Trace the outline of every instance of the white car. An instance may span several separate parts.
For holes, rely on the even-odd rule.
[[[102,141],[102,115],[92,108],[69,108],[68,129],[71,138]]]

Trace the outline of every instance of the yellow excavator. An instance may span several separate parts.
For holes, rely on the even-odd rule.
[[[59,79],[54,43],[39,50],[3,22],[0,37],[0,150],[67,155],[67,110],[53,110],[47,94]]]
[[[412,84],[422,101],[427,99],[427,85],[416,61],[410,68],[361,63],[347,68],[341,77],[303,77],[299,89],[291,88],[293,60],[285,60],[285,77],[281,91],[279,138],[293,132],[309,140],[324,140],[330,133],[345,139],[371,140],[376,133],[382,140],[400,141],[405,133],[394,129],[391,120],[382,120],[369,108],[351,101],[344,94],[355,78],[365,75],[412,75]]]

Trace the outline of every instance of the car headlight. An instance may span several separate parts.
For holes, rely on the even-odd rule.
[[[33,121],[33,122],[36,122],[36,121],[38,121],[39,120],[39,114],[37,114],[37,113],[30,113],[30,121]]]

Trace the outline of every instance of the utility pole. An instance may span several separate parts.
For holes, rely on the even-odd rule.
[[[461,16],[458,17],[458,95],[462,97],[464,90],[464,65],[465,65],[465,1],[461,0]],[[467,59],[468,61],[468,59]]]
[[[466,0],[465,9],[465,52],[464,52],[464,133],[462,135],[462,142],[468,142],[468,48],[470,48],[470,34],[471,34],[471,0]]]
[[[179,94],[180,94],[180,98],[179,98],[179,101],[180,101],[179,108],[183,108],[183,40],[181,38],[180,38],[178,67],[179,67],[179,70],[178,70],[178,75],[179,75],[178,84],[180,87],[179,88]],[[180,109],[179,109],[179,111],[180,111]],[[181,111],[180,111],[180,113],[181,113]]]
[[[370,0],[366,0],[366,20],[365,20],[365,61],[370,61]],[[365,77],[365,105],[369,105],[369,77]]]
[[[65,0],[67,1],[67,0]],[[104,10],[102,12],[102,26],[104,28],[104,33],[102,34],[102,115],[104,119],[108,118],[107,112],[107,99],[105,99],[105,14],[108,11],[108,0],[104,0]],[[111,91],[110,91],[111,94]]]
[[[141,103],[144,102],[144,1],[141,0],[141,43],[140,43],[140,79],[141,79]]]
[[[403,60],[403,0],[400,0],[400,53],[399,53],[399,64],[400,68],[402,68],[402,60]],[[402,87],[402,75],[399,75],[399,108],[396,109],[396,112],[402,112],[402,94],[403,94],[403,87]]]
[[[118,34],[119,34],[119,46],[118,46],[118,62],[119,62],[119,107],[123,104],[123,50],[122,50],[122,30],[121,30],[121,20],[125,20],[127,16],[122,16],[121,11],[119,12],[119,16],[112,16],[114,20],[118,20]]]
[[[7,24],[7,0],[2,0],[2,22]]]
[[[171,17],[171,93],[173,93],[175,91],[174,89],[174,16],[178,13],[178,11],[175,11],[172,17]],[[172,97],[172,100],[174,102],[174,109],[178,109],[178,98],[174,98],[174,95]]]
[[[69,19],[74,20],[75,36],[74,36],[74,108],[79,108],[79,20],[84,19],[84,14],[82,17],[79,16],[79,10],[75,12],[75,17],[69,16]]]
-------------------------
■ Aim
Would you copy out, character for character, the stretch of the entries above from the line containing "Trace the outline of every instance of the utility" through the end of the entries?

■ Answer to the exercise
Trace the outline of every instance of the utility pole. An instance may span several separate parts.
For holes, rely on the even-odd rule.
[[[461,16],[458,17],[458,95],[462,97],[464,90],[464,65],[465,65],[465,1],[461,0]],[[467,59],[468,61],[468,59]]]
[[[466,0],[465,9],[465,52],[464,52],[464,133],[462,135],[462,142],[468,142],[468,48],[470,48],[470,34],[471,34],[471,0]]]
[[[179,94],[180,94],[180,98],[179,98],[179,101],[180,101],[179,108],[183,108],[183,40],[181,38],[180,38],[178,67],[179,67],[179,70],[178,70],[178,75],[179,75],[178,84],[180,87],[179,88]],[[180,109],[179,109],[179,111],[180,111]],[[181,111],[180,111],[180,113],[181,113]]]
[[[370,0],[366,0],[366,20],[365,20],[365,61],[370,61]],[[365,77],[365,105],[369,105],[369,77]]]
[[[65,0],[67,1],[67,0]],[[104,10],[102,12],[102,26],[104,28],[104,33],[102,34],[102,115],[104,119],[108,118],[107,112],[107,99],[105,99],[105,14],[108,11],[108,0],[104,0]],[[111,91],[110,91],[111,94]]]
[[[141,103],[144,102],[144,1],[141,0],[141,43],[140,43],[140,79],[141,79]]]
[[[403,60],[403,0],[400,0],[400,53],[399,53],[399,64],[400,68],[402,68],[402,60]],[[402,87],[402,75],[399,75],[399,108],[396,109],[396,112],[402,112],[402,94],[403,94],[403,87]]]
[[[118,34],[119,34],[119,46],[118,46],[118,62],[119,62],[119,107],[123,104],[123,50],[122,50],[122,30],[121,30],[121,20],[125,20],[127,16],[122,16],[121,11],[119,12],[119,16],[112,16],[114,20],[118,20]]]
[[[7,24],[7,0],[2,0],[2,22]]]
[[[171,17],[171,93],[173,93],[175,91],[174,89],[174,16],[178,13],[178,11],[175,11],[172,17]],[[172,97],[172,100],[174,102],[174,109],[178,109],[178,98],[174,98],[174,95]]]
[[[69,19],[74,20],[75,36],[74,36],[74,108],[79,108],[79,20],[84,19],[84,14],[82,17],[79,16],[79,10],[75,12],[75,17],[69,16]]]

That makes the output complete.